**Given passage:**
————————
After Experiment 2, the network was tested again on the real image pairs (
Figure 11). By visual inspection, with this additional training, the network was shown to successfully identify the contour of the tissue while ignoring most of the background noise. The output of this experiment also closely resembles the output of the Elastix baseline, although the borders of the MassReg registration are more clearly defined.
We also computed the dice score after Experiments 1, 2 and after using Elastix for registration. In doing so, we found that the dice score increased by approximately 200% in every fold after Experiment 2 (
Figure 8b). The average dice score for Elastix is slightly higher than our approach which is reflective of the assumption that background noise is tissue.
These results validate our hypothesis that two training iterations were necessary for correcting rigid and deformable registration error and validate that the VoxelMorph approach (the first half of MassReg) can be used for this multi-modal image registration problem.
————————
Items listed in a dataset
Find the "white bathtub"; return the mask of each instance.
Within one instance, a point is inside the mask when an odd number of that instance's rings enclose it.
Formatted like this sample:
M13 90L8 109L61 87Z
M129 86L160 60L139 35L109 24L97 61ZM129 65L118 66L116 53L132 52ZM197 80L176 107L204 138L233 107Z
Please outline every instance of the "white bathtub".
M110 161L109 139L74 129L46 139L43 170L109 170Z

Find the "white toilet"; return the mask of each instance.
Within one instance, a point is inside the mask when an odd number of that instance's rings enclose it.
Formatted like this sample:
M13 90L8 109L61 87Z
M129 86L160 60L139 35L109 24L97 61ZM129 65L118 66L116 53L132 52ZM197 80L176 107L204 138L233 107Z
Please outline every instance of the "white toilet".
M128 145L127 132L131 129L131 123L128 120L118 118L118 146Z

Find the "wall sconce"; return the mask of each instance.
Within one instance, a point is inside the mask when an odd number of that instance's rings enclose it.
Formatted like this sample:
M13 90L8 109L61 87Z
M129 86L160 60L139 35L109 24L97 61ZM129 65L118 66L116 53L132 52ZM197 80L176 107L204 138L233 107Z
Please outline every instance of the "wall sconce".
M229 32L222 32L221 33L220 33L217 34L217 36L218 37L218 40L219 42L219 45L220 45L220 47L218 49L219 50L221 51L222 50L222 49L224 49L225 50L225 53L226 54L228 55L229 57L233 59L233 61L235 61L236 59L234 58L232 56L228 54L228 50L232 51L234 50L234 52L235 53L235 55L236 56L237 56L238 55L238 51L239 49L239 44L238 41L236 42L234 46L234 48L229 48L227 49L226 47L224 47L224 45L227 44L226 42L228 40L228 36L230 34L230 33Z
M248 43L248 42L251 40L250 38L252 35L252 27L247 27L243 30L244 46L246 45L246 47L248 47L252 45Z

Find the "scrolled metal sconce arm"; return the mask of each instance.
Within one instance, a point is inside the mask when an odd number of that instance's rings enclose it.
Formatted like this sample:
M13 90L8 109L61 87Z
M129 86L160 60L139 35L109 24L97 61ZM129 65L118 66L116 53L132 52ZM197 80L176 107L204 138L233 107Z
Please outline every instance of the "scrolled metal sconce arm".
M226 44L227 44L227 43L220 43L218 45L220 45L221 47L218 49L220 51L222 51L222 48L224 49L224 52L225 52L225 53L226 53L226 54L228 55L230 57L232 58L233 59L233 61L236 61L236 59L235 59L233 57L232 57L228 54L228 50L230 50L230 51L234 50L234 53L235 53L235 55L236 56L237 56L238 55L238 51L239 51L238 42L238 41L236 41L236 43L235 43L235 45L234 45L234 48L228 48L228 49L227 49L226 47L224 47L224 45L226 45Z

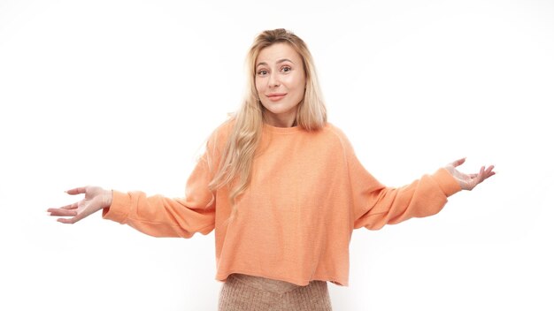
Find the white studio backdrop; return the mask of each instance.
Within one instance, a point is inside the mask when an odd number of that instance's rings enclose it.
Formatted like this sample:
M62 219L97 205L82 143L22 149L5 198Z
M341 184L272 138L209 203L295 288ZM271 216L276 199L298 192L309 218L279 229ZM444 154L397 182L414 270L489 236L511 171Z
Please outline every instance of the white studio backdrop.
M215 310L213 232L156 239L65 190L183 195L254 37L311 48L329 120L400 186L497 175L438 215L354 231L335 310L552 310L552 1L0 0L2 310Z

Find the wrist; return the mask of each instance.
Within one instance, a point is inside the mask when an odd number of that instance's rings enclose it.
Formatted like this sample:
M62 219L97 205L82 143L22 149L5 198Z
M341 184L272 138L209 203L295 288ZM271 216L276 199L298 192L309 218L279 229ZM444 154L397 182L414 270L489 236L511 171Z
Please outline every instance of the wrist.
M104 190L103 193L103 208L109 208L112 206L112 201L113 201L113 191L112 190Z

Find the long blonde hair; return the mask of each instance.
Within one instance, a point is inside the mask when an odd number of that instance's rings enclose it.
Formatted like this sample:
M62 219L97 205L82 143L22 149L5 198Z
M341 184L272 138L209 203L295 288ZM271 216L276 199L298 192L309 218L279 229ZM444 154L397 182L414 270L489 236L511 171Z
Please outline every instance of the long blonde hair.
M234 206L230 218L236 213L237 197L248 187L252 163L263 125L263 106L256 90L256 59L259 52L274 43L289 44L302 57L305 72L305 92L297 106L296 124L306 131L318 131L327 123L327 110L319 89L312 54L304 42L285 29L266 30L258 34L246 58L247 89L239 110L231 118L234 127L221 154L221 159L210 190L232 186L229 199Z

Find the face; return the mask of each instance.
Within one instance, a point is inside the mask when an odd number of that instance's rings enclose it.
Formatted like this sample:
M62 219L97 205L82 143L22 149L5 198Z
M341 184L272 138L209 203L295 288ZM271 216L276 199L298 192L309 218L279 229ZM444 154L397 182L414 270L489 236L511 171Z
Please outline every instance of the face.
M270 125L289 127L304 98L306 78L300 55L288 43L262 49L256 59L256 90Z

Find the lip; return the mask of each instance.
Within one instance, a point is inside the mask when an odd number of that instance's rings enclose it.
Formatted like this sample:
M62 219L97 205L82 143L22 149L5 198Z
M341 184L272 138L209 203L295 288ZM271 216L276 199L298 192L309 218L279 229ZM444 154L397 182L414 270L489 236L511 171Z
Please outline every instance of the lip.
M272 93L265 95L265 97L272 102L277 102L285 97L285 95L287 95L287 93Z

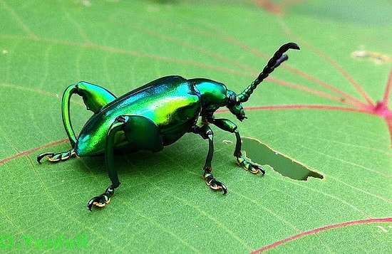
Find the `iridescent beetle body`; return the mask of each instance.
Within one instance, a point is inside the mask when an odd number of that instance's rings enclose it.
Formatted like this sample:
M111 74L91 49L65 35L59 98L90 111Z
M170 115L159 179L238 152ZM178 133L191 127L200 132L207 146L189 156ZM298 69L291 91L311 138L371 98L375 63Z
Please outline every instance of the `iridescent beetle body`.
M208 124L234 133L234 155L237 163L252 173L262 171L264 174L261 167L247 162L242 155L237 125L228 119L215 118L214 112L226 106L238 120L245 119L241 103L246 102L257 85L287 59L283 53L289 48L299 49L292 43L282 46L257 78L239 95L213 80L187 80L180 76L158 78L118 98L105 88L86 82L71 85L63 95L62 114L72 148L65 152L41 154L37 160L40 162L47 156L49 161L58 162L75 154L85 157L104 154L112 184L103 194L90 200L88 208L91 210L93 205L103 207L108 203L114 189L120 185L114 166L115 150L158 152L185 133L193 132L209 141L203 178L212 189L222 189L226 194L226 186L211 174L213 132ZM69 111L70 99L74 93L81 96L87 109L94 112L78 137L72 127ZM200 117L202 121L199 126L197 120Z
————————
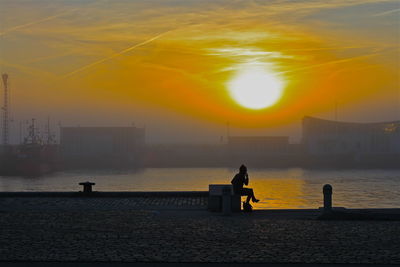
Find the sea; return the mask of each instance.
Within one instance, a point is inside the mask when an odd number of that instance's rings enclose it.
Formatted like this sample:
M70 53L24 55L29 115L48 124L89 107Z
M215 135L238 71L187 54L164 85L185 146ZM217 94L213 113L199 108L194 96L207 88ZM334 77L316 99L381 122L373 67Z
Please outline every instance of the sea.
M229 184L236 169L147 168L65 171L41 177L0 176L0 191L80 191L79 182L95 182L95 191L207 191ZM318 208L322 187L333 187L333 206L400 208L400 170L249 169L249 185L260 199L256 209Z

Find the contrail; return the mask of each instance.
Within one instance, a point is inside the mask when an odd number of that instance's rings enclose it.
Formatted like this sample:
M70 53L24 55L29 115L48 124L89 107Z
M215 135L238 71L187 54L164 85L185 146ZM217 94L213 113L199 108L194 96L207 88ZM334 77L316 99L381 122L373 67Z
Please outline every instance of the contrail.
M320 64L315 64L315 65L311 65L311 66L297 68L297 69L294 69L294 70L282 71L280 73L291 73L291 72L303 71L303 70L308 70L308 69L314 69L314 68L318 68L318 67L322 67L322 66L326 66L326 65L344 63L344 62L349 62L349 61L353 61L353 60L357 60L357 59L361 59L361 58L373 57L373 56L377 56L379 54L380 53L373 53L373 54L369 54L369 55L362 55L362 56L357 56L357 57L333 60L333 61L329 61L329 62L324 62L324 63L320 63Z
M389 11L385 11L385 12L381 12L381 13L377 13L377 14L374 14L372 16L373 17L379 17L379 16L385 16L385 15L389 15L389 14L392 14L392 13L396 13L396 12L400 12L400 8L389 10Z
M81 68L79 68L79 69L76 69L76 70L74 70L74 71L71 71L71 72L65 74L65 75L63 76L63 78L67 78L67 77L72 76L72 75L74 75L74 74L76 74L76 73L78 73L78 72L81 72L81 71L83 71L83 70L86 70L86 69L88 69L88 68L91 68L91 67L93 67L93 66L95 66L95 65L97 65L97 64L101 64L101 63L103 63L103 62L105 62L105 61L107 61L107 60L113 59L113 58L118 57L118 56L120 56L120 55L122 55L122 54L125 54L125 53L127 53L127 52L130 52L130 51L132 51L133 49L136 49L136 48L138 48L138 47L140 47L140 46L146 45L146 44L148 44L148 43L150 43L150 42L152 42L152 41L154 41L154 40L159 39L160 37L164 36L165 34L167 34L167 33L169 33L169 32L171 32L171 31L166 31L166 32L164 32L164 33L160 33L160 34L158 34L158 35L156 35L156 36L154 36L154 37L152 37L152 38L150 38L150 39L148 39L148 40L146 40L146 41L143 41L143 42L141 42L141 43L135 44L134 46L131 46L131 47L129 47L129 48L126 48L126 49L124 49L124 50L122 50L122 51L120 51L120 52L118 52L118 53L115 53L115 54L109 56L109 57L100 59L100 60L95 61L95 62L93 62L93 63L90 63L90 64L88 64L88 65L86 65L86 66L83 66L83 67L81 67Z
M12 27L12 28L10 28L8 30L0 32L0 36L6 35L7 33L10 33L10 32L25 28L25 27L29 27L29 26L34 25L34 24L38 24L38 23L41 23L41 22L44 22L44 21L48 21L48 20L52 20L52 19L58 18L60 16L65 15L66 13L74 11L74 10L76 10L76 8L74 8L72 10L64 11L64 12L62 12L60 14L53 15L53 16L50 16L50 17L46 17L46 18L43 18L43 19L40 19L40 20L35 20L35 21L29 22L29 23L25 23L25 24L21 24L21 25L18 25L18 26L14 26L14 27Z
————————
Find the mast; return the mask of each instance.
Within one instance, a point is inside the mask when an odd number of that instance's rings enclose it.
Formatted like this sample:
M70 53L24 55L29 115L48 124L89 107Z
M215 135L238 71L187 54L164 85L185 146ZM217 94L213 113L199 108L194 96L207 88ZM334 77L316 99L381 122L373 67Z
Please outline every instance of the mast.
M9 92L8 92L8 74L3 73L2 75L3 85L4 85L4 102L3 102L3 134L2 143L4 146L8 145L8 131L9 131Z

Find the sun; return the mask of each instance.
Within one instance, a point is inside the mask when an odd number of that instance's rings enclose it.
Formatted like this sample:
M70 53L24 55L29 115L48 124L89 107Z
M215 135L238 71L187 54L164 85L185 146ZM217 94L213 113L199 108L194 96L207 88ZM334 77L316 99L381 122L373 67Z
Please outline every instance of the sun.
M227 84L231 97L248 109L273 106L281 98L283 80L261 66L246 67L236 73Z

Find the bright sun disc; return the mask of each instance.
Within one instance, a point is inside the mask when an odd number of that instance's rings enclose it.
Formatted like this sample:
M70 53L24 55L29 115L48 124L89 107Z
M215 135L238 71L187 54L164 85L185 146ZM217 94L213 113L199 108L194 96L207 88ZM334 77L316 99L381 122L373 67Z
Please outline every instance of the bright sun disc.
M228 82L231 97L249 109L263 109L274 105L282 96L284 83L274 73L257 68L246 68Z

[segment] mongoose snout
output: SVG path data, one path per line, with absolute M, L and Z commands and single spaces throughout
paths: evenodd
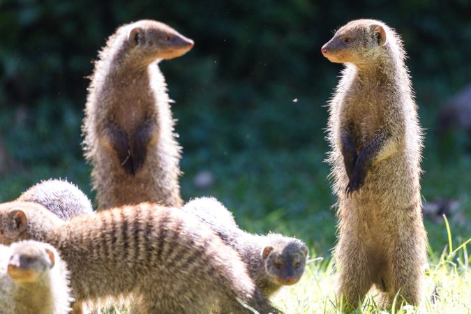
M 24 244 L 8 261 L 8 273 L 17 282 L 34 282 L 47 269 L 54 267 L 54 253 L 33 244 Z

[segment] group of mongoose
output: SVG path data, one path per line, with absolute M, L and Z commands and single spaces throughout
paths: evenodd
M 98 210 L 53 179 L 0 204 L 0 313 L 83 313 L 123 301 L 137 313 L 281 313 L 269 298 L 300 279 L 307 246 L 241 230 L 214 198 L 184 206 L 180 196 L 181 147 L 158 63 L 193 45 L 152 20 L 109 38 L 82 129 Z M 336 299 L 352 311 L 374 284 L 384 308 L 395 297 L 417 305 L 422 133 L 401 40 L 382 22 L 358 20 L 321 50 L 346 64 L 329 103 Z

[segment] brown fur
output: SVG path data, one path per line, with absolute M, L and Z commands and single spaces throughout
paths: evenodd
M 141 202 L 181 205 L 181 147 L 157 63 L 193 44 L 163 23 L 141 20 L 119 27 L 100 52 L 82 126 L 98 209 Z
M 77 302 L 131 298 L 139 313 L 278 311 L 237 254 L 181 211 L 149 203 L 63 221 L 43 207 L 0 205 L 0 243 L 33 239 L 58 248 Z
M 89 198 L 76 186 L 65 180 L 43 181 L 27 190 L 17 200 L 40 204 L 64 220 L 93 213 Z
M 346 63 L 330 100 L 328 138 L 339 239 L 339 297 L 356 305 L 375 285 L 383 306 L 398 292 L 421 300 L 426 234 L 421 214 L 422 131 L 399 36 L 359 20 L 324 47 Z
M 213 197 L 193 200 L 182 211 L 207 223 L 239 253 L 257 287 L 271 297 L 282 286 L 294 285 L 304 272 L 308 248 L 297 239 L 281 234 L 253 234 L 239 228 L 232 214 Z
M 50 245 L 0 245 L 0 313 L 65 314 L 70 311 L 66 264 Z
————————
Write a continuation of the passage on the MassReg registration experiments, beginning right after its final sentence.

The same training experiments were performed on the affine registration network that was implemented for comparison. The results after training experiment 1 for this network on the same example from
Figure 10 are shown below (
Figure 12). At this stage, neither affine nor deformable registration is sufficient. This is apparent based on the misalignment between the histology mask and both registered DESI images.
We also applied affine registration again after experiment 2 and achieved similar registration results (compared to VoxelMorph) with regard to misalignment correction (
Figure 13). This suggests that our pre-training approach can be extended to affine registration. In applications where deformable registration is not ideal, modifying the MassReg network would simply require replacing the first half of the network with this Spatial Transformer network rather than VoxelMorph.
Although
Figure 13 suggests that an affine registration network can be used for this image registration problem, more investigation should be done with respect to the training approach and hyperparameters to achieve optimal registration results. For example, the training should emphasize misalignment correction rather than multi-modality fine tuning. We wanted to demonstrate a direct comparison, so these parameters were not modified in this implementation.
Next, we evaluated the sensitivity of the second half of MassReg.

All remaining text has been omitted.